begin
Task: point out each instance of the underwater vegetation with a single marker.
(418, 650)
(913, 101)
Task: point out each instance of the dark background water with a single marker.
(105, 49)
end
**WHAT TO PRODUCE:** Convert the listing above into a JSON list of strings, with one string for each line and blank lines omitted.

**OUTPUT BELOW:**
[
  "Task: point out each instance of the underwater vegetation with a single marker.",
  "(418, 650)",
  "(913, 101)",
  "Task: point out each instance of the dark background water with a single marker.",
  "(105, 49)"
]